### TASK TO CARRY OUT
Copy nothing but the text: repeat each entry exactly and drop the images.

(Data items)
========================================

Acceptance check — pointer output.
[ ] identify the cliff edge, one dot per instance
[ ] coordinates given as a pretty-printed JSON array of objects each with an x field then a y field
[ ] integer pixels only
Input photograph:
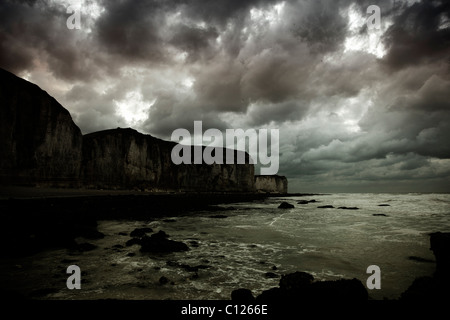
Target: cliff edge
[{"x": 41, "y": 145}]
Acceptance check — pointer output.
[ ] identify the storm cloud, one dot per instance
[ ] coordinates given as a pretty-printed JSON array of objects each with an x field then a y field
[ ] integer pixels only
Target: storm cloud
[{"x": 358, "y": 109}]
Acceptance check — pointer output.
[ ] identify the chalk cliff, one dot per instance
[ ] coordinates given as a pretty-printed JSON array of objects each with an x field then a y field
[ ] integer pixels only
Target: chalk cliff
[
  {"x": 39, "y": 141},
  {"x": 125, "y": 158},
  {"x": 271, "y": 184},
  {"x": 42, "y": 145}
]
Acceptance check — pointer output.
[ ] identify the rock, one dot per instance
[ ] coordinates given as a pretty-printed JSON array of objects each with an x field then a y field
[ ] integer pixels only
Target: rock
[
  {"x": 285, "y": 205},
  {"x": 140, "y": 232},
  {"x": 272, "y": 184},
  {"x": 160, "y": 235},
  {"x": 219, "y": 216},
  {"x": 301, "y": 287},
  {"x": 160, "y": 244},
  {"x": 270, "y": 275},
  {"x": 194, "y": 243},
  {"x": 433, "y": 289},
  {"x": 419, "y": 259},
  {"x": 133, "y": 242},
  {"x": 146, "y": 164},
  {"x": 296, "y": 280},
  {"x": 348, "y": 290},
  {"x": 82, "y": 247},
  {"x": 242, "y": 296},
  {"x": 40, "y": 142},
  {"x": 306, "y": 201},
  {"x": 163, "y": 280},
  {"x": 440, "y": 245},
  {"x": 42, "y": 145}
]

========================================

### COMPLETED TASK
Acceptance check — pointer output.
[ ] identify the cliff edge, one dot per instance
[ ] coordinates given as a pretty-printed JSON array of objects each with an x field then a y field
[ ] integer pixels only
Input photograph:
Target: cliff edge
[{"x": 41, "y": 145}]
Acceptance check — pointer output.
[ ] identify the storm cloud, one dot per instance
[ ] coordinates given as a pretty-printed JSON array of objects each with an x field then a y field
[ ] integer pixels only
Target: storm cloud
[{"x": 358, "y": 109}]
Acceptance check — pointer output.
[ ] identify the chalk cliff, one dot per instance
[ ] coordinates given as a pretty-printed JSON array of objects each with an x field then a y field
[ ] integer pixels only
Target: chalk cliff
[
  {"x": 39, "y": 141},
  {"x": 125, "y": 158},
  {"x": 271, "y": 184},
  {"x": 42, "y": 145}
]
Acceptance check — pointer output.
[ ] identify the rock, one dot per instance
[ ] coordinates given as a pretty-printed JSON array of objects each with an x field then a y field
[ ] integer pixels only
Target: rock
[
  {"x": 285, "y": 205},
  {"x": 140, "y": 232},
  {"x": 272, "y": 184},
  {"x": 160, "y": 235},
  {"x": 219, "y": 216},
  {"x": 301, "y": 287},
  {"x": 160, "y": 244},
  {"x": 270, "y": 275},
  {"x": 194, "y": 243},
  {"x": 433, "y": 289},
  {"x": 419, "y": 259},
  {"x": 133, "y": 242},
  {"x": 146, "y": 164},
  {"x": 296, "y": 280},
  {"x": 348, "y": 290},
  {"x": 82, "y": 247},
  {"x": 242, "y": 296},
  {"x": 40, "y": 142},
  {"x": 306, "y": 201},
  {"x": 163, "y": 280},
  {"x": 440, "y": 245},
  {"x": 42, "y": 145}
]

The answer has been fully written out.